■ **Data supplied**:
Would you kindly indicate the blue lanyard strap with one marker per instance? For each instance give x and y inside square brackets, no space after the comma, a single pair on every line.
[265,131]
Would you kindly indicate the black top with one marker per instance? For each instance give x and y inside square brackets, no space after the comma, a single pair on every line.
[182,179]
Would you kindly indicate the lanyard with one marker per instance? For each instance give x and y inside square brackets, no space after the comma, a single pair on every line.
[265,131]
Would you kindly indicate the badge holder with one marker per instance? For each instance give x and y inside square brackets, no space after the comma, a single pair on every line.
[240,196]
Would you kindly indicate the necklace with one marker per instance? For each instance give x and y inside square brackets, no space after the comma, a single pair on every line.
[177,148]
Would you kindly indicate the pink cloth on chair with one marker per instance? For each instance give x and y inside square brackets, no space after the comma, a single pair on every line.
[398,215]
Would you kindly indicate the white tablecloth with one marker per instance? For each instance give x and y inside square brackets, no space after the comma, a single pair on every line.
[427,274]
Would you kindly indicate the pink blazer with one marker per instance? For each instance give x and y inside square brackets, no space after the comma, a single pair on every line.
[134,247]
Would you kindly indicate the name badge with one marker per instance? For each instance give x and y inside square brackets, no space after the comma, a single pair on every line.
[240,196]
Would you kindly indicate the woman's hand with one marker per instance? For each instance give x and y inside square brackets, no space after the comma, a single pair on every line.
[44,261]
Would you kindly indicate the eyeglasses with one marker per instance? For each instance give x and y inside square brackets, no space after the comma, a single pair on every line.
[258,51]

■ **Aim of the exercise**:
Lay out everything from the line containing "Would you kindly indicate the white" down to the end of the material above as a Markdown table, with a "No." column numbering each line and a "Text" column holding the line itself. Leave out any blank lines.

■ **Solution to this task**:
| No. | Text |
|---|---|
| 1 | Would you kindly indicate the white tablecloth with one marker per instance? For each instance give x and y inside square brackets, no space after the comma, a single pair on every line. |
| 2 | [427,274] |
| 3 | Would you kindly indicate the pink blazer with one marker per instance? For each instance give x and y inside square brackets, no space after the comma, a single pair on every line. |
| 4 | [134,247] |
| 5 | Would you kindly indicate the name badge with one marker per instance? For each instance give x and y inside square brackets, no space after the comma, a single pair on every line. |
| 6 | [240,196] |
| 7 | Would you kindly indicate the woman's hand with one marker per instance? For each instance give x and y inside square brackets, no space after the comma, a single pair on every line. |
| 8 | [44,261] |
| 9 | Would you kindly indicate the eyeglasses with one marker per instance? For each instance give x and y inside square brackets, no space after the comma, a single pair on every line. |
| 10 | [258,51] |